### Your instructions
Put the records below into a two-column CSV headed request,answer, with one row per request: its full text under request and its answer under answer, each in a single quoted field with line breaks changed to spaces. Leave the pictures out.
+ + + + +
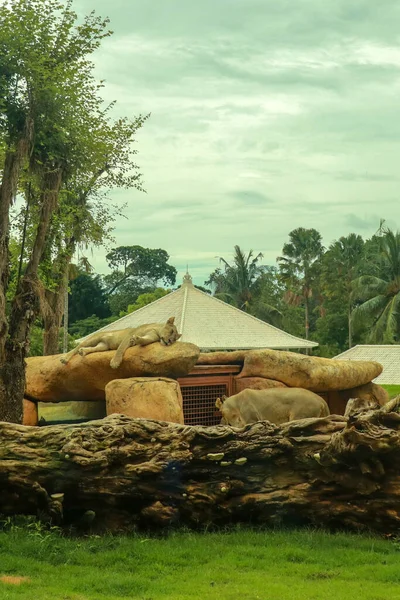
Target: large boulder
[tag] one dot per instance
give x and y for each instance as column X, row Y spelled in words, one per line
column 85, row 378
column 29, row 413
column 256, row 383
column 236, row 357
column 309, row 372
column 146, row 397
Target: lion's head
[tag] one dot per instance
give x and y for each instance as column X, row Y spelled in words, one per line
column 169, row 333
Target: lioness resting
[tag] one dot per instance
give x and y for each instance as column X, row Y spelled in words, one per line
column 277, row 405
column 122, row 339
+ + + + +
### Correct answer
request,answer
"Target: large boulder [tag] one dot per instance give x and y for each instance as column X, row Y spelled in words, one per line","column 85, row 378 column 29, row 413 column 256, row 383 column 236, row 357 column 309, row 372 column 146, row 397"
"Target: lion's head [tag] one dot per instance give x and y for each instance as column X, row Y spelled in words, one per line","column 169, row 333"
"Target: lioness resting [tag] one dot per instance give x and y for each instance as column X, row Y spelled in words, one per line","column 277, row 405 column 122, row 339"